» DATA UNDER STUDY

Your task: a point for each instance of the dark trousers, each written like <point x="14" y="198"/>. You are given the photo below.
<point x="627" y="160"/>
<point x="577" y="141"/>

==

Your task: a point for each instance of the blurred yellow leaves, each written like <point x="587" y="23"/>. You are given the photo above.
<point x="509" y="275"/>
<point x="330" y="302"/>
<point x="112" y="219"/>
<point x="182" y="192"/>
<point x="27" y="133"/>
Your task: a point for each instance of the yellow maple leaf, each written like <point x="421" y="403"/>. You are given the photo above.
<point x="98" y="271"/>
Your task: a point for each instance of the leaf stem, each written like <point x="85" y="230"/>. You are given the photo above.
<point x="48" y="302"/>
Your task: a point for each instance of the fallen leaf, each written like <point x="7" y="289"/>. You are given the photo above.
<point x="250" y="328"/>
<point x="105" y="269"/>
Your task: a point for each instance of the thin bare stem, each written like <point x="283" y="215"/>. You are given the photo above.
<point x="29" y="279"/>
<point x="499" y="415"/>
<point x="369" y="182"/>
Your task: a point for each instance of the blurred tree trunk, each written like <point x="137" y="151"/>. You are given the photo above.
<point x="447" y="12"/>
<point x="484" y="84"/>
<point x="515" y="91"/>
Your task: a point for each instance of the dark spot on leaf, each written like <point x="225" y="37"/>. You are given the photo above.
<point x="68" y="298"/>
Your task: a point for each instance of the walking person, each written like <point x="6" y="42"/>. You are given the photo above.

...

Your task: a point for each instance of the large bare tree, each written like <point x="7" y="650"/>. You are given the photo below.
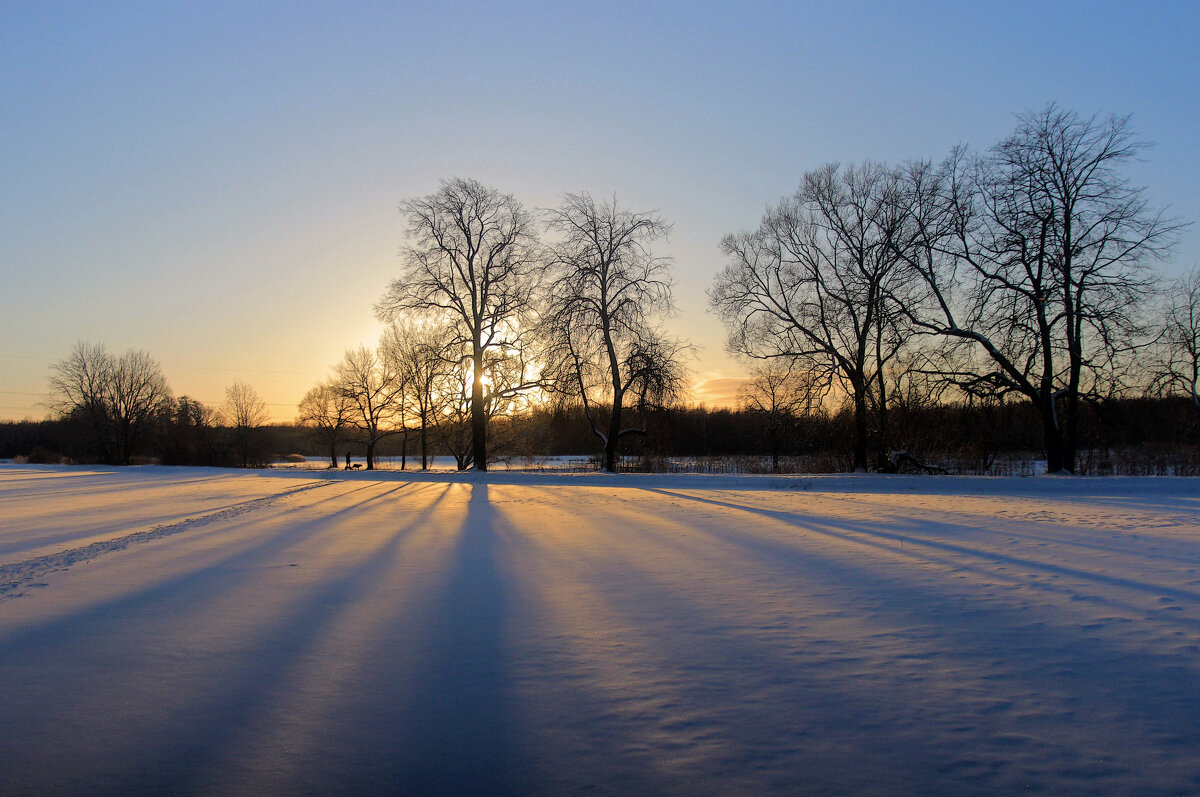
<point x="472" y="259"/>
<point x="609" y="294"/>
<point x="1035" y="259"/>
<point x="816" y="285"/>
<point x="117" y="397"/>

» ACTION ITEM
Only one stretch of the data above is needed. Restate it word for word, from the line containing "Your task: a point for each instance of the fallen" through the line containing "Your task: a point for each instance of the walking", both ends included.

» COMPLETED TASK
Your task: a point for each instance of the fallen leaf, each written like <point x="7" y="289"/>. You are given the photo above.
<point x="250" y="328"/>
<point x="105" y="269"/>
Your task: a point for each instance of the thin bare stem, each written like <point x="283" y="215"/>. You are given the photo above.
<point x="29" y="279"/>
<point x="499" y="415"/>
<point x="369" y="182"/>
Your task: a point for each instance of the blurred tree trunk, each written like <point x="137" y="151"/>. You are given the photo above.
<point x="447" y="12"/>
<point x="484" y="84"/>
<point x="515" y="91"/>
Your task: a point for each instance of the dark spot on leaf, each written like <point x="225" y="37"/>. You are given the photo above.
<point x="68" y="298"/>
Your task: a point for each instance of the walking person, each written like <point x="6" y="42"/>. You are given the photo above.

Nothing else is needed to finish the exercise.